> _Source text_
###

What were his views of race in History???
Do you feel the West is in Decline; and in decline as compared to what???
Well, his conception of 'race' was anti-biological. A race is 'formed' at a certain time and certain place, regardless of biology / ethnicity.
To take an example from history, the Anglo-Saxon peoples displayed their 'race' or 'ethnicity' via burial styles, dress, names, other traditions, etc. There has been a great deal of debate about whether the immigrant Anglo-Saxons completely wiped out the native Britons (the common view in late 19th/early 20th century historiography), or whether Britons did survive in some numbers, but the manner in which they displayed their 'race' is harder to see archaeologically (e.g. in burial rites). Only recently in the history of this subject (from the 90s onwards) have I started to see one or two individuals offering up a different concept of how 'race' was perceived by the early medieval societies, a concept completely other to the distinctly biological one we think of today. The Anglo-Saxon 'race' was 'formed' in England (not in the Continent) during and after the years of settlement (mid C5th-C7th); and the boundaries of 'race' being fluid, potentially allowed Britons to 'become' Anglo-Saxon, which may be an explanation for the British 'archaeological invisibility' other than the idea that a whole people was completely wiped out or forced to flee.
People retroject their own values onto the past. This new understanding seems a massive leap forward for me, and yet such a concept was espoused by Spengler about 90 years ago now. One particular example Spengler himself used was that of the forming of the American 'race'.
But this is just one the many things I found in this work that seems to antedate many modern ideas within the field of history.
The title of the work "The Decline of the West" is, in my opinion, rather a misleading title, and Western decline doesn't really feature in the book until the last few chapters.
I do not "feel" that the West is in decline. But I certainly know it to be in decline as much as I am, and as much as the winter is in decline in order for summer to arrive. Basically, nothing lasts forever. There are a great number of accute observations in this book about current social mores and how they differ to previous ones. I think it is a fallacy that we are ever progressing upward. To me it is not about rise and fall, but merely ebb and flow, or like the hands on a clock. They only rise or fall depending on one's viewpoint, but they are certainly changing for those with an eye patient enough to observe the changes and the signs that herald the changes.

###

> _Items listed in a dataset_
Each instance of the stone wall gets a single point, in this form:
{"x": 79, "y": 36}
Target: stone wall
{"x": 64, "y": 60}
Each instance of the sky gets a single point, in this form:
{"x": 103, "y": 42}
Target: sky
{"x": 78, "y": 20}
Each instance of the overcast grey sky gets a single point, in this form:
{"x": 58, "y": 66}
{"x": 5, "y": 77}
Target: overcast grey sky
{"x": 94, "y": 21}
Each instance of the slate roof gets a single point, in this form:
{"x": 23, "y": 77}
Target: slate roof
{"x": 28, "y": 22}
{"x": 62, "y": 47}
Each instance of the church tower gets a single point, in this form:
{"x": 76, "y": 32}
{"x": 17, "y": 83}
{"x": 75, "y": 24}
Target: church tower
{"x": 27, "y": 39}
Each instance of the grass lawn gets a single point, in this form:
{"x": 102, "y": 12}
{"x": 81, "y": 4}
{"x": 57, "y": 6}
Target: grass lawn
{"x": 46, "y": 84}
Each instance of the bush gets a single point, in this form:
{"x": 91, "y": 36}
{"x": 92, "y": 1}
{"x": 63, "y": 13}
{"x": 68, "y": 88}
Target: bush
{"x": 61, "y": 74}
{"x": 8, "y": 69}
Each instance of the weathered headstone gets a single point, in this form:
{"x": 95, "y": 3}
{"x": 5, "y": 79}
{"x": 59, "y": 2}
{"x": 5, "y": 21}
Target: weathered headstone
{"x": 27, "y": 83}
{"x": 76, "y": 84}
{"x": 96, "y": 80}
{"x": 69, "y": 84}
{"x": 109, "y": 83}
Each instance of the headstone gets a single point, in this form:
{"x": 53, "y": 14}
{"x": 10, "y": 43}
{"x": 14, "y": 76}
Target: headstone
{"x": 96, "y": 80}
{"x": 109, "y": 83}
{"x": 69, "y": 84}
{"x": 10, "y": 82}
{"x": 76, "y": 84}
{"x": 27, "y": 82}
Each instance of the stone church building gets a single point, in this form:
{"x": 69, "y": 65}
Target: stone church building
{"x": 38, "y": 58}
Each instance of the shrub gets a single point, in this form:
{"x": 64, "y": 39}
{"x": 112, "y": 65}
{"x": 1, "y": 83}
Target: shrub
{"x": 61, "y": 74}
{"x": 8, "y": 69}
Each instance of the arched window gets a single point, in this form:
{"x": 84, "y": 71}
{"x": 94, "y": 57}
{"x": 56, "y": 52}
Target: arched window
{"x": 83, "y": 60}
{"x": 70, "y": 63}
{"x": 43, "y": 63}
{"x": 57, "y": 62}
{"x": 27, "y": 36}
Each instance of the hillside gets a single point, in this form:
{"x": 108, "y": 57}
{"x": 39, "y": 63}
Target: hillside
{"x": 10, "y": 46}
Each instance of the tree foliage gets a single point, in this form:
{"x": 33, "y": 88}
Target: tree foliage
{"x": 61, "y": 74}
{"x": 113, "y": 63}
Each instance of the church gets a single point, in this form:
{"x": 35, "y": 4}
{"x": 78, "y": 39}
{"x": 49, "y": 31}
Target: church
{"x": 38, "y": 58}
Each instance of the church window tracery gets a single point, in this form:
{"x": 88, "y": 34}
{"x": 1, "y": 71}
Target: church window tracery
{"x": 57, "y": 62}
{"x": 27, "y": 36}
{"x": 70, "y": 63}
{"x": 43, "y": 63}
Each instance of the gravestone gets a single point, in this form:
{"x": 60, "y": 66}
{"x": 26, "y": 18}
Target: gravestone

###

> _What this exercise asks_
a. Using the discussion of Spengler, decide whether each of these statements agrees with it: (i) the writer holds that the West is in decline; (ii) the writer regards Western decline as the main theme throughout the whole book; (iii) Spengler used the forming of the American 'race' as an example. Answer yes or no for each, and quote the deciding words of the text.
b. Reproduce the passage of the discussion of Spengler starting with "What were his" and going on through "biology / ethnicity.", updated so that "anti-biological" reads "non-biological".

> _Expected responses_
a.
(i) Yes: "But I certainly know it to be in decline as much as I am, and as much as the winter is in decline in order for summer to arrive."
(ii) No: "Western decline doesn't really feature in the book until the last few chapters."
(iii) Yes: "One particular example Spengler himself used was that of the forming of the American 'race'."

b.
What were his views of race in History???
Do you feel the West is in Decline; and in decline as compared to what???
Well, his conception of 'race' was non-biological. A race is 'formed' at a certain time and certain place, regardless of biology / ethnicity.